▶ **Exercise goal**
Find the lines below in which the string "window" occurs. Copy each one.

(Records from a collection)
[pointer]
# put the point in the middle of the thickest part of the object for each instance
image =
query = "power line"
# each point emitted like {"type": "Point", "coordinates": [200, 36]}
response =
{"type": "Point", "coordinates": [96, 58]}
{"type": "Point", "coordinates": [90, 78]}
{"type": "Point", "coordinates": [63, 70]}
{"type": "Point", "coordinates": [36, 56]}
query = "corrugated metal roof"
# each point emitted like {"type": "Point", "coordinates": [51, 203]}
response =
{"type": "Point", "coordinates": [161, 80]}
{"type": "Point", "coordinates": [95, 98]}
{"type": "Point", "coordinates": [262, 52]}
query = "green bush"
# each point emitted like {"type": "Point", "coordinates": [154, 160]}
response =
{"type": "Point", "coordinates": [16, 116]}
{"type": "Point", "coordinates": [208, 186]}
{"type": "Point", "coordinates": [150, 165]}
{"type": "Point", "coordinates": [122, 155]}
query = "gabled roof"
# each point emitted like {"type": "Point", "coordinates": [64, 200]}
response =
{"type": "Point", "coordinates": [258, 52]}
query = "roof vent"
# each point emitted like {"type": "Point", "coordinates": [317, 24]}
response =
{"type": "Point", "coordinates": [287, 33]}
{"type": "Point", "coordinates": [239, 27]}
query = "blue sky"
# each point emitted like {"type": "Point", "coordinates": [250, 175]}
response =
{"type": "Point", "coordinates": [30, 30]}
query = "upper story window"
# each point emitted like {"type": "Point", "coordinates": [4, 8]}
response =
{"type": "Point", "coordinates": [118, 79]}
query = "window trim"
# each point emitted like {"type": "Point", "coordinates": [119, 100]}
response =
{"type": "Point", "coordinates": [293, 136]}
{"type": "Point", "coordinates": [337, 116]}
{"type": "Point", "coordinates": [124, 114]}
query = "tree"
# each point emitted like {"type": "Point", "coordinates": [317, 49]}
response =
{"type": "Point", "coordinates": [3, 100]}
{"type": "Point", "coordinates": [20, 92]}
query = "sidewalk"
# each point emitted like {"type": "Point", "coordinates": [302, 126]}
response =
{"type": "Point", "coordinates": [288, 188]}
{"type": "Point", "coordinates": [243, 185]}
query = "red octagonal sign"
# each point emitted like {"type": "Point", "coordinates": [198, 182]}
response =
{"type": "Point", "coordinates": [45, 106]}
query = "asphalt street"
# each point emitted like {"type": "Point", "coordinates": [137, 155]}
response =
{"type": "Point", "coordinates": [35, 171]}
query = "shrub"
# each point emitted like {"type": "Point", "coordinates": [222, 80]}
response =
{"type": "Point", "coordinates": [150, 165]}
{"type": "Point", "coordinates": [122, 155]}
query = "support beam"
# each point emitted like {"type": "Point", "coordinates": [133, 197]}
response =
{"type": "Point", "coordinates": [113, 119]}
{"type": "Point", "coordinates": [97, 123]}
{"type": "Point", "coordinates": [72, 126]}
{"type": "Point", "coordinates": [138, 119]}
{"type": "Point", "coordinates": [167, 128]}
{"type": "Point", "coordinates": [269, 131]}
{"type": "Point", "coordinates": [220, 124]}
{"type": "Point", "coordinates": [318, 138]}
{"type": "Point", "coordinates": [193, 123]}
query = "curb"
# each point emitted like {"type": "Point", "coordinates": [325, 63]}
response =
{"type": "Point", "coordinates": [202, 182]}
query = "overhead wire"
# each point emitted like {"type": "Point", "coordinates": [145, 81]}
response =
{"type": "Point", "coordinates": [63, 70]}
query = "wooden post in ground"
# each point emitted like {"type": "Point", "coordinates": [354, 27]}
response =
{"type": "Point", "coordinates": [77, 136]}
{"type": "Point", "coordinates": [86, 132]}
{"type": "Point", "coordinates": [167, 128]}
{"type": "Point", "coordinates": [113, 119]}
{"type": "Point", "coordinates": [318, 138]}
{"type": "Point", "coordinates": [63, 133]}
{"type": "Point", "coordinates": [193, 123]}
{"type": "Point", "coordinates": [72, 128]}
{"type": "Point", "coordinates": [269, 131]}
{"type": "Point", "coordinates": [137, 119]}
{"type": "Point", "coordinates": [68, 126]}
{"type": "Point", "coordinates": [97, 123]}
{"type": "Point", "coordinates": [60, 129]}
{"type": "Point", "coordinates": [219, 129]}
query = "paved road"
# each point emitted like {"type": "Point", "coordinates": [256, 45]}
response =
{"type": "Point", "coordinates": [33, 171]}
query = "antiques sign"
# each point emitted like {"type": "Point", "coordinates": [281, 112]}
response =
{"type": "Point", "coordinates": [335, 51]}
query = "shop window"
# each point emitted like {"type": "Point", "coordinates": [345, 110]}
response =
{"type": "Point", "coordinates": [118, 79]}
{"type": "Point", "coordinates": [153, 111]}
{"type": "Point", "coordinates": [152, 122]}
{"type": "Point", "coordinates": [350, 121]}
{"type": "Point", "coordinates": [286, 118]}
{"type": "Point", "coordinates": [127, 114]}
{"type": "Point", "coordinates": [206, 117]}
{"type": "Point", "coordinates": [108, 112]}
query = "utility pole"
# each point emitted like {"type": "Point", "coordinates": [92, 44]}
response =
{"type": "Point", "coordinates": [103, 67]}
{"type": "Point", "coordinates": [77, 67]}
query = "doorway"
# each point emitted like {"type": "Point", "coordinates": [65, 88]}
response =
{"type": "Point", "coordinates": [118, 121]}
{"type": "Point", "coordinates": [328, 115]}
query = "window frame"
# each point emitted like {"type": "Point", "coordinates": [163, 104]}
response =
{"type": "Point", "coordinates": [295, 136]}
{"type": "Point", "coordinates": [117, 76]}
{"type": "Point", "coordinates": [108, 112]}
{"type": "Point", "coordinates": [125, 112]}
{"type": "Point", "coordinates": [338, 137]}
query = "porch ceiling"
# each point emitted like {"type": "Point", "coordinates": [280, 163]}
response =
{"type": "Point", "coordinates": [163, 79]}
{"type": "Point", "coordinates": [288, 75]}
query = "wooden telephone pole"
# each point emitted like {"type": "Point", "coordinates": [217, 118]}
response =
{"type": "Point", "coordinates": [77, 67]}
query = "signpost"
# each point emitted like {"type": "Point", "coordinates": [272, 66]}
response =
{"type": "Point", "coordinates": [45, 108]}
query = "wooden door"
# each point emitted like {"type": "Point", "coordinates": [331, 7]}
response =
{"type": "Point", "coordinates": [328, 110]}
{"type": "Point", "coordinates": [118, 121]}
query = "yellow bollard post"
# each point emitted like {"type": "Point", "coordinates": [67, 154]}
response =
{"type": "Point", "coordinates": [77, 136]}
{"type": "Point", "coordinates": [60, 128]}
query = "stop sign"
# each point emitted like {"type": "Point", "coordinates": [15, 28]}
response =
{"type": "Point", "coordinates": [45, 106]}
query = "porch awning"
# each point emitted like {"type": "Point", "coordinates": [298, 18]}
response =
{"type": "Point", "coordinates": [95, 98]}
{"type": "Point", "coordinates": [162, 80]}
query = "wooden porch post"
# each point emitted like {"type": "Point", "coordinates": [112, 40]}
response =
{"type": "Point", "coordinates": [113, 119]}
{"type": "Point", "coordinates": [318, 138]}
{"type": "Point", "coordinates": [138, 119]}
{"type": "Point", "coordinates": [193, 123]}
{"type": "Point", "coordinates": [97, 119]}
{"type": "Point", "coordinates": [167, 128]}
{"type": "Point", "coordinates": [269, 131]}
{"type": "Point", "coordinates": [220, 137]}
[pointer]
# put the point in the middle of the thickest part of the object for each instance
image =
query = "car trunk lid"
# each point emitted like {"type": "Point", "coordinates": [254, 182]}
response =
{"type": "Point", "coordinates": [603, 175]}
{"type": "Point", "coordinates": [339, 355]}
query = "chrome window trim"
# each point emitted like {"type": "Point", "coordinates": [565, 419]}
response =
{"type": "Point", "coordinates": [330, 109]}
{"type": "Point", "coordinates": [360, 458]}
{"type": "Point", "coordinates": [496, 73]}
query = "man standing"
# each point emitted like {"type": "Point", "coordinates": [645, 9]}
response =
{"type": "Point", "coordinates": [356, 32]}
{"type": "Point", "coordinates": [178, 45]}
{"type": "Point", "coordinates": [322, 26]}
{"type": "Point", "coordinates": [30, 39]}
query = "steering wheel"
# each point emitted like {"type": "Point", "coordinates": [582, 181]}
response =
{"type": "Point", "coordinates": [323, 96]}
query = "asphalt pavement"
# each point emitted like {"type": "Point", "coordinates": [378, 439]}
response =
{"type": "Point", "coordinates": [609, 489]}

▶ **Answer space**
query = "upper story window"
query = "window trim"
query = "shop window"
query = "window frame"
query = "chrome window trim"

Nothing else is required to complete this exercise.